Menelisik Arah Politik John Lennon

John Winston Lennon adalah seorang melankolis jenius. Pada 9 Oktober 1940 ia lahir di Liverpool, Inggris, tepat ketika Perang Dunia II berkecamuk dan Jerman mulai menginvasi Inggris. Mungkin pengaruh masa ini juga yang menjadikannya sebagai musisi cum aktivis dalam keterlibatannya  menentang segala macam perang dan menyerukan perdamaian dimuka bumi pada beberapa dekade setelah kelahirannya.

Ia hidup dalam  keluarga dan lingkungan yang tidak baik-baik saja. Lennon kecil hidup bersama bibinya, Mimi Smith (kakak tertua ibunya). Ia tidak tinggal dalam keluarga yang hangat bersama ayah dan ibu –yang setiap pagi menyediakan sarapan dan mengantarkannya ke sekolah. Ketika umur 6 tahun Lennon harus menerima pengalaman pahit, karena sebuah perceraian orang tua ia dihadapkan pada dua pilihan besar, antara tinggal bersama sang ibu Julia Stanley atau sang ayah Alfred Lennon . Namun akhirnya ia memilih hidup bersama sang ibu yang bohemian dan jago main alat musik Banjo.

Ketika Lennon berumur 17 tahun, ibunya meninggal dunia. Ia tertabrak mobil yang dikendarai oleh seorang polisi yang sedang mabuk. Disinilah titik balik dimana Lennon membenci pemerintah dan polisi. Cukup ironis, dimana polisi yang menabrak ibunya itu terbebas dari jeratan hukum.  Dalam catatannya yang terangkum dalam bbuku ‘Rebel Notes’ ia pernah menulis: 

“Adalah basis yang bagus ketika kau mulai membenci dan takut kepada polisi sebagai “musuh alamiah” dan menganggap tentara sebagai sesuatu yang membawa setiap orang pergi serta meninggalkan mereka  dalam keadaan mati entah  dimana” ungkapnya.

Setidaknya ia mengajari kita untuk membenci, dimana kebencian dijadikan titik bakar dalam melakukan perlawanan pada hal-hal yang tak wajar terjadi, temasuk ketidakadilan. Seperti yang di lakukan Lennon, sebelum akhirnya ia tewas ditembak seorang fans gila bernama Mark Chapman pada 8 Desember 1980 –yang dengan santai membaca buku Catcher In The Rye karya J.D Salinger ketika ia ditangkap polisi usai menembak Lennon. 

Nama John Lennon tidak pernah lepas dari  fab four legenda musik rock n’ roll dunia bernama The Beatles. Ia membentuk The Beatles pada tahun 1958 bersama dengan  Paul McCartney, George Harrison dan Ringo Starr, yang kemudian bubar di tahun 1970.

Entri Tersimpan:
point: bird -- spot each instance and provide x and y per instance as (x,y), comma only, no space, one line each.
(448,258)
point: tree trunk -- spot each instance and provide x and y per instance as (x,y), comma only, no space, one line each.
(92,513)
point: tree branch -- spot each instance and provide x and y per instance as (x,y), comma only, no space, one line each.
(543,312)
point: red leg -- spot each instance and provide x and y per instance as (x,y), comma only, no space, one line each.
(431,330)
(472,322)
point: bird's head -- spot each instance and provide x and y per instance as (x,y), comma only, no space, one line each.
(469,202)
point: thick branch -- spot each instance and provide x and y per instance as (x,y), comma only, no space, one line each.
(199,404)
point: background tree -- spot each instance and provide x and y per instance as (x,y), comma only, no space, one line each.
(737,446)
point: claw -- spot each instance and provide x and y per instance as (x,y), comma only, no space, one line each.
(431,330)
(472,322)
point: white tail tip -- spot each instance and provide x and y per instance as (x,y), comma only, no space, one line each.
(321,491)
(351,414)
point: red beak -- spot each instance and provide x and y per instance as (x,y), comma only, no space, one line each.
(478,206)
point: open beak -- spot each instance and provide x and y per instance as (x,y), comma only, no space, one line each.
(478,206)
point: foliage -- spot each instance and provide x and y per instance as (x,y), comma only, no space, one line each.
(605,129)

### DAFTAR TUGAS
1/ Jawab pertanyaan berikut berdasarkan teks tentang John Lennon.
(a) Di kota mana Lennon lahir?
(b) Alat musik apa yang dikuasai ibunya?
(c) Pada tahun berapa The Beatles dibentuk?
2/ Tentukan apakah setiap pernyataan di bawah ini sesuai dengan teks tentang John Lennon. Jawab ya atau tidak, lalu kutip kata-kata dari teks yang menjadi dasarnya.
(a) Ibu Lennon meninggal setelah tertabrak mobil yang dikemudikan polisi yang mabuk.
(b) Polisi yang menabrak ibu Lennon dijatuhi hukuman.
(c) The Beatles bubar pada tahun 1970.
3/ Lanjutkan teks tentang John Lennon mulai dari kalimat terakhirnya.

### JAWABAN TIAP TUGAS
1/
(a) Liverpool, Inggris.
(b) Banjo.
(c) 1958.

2/
(a) Ya: "Ia tertabrak mobil yang dikendarai oleh seorang polisi yang sedang mabuk."
(b) Tidak: "polisi yang menabrak ibunya itu terbebas dari jeratan hukum."
(c) Ya: "yang kemudian bubar di tahun 1970."

3/
Kemunculan John Lennon dipanggung musik dan dunia aktivisme selalu menjadi menu utama dalam setiap perbincangan. Panggung musik menjadi medium yang paling tepat baginya untuk menyuarakan apapun yang dirasa perlu untuk banyak orang ketahui. Lagu-lagu Lennon pasca The Beatles bubar syarat akan hal-hal politis. Ia memanfaatkan popularitasnya untuk menyerukan perdamaian ke setiap penjuru dunia dan mengutuk banyak hal yang bertentangan dengan nilai kemanusiaan. 

Akhir 1960-an hingga awal 1970-an John Lennon kian aktif mendukung gerakan politik progresif  new left atau biasa disebut Neo-Marxis. Dalam catatannya di buku Rebel Notes tak segan ia menyatakan: “… aku menyebut diriku sebagai seorang Komunis-Kristen,”

Istilah kiri baru dimaksudkan untuk merevitalisasi konsep Marxisme dan sekaligus anti-tesis terhadap kiri lama (dalam hal ini sosialisme/komunisme). Salah satu ikon gerakan ini adalah Herbert Marcuse, seorang filsuf dan ilmuawan sosial dari Mazhab Frankfurt.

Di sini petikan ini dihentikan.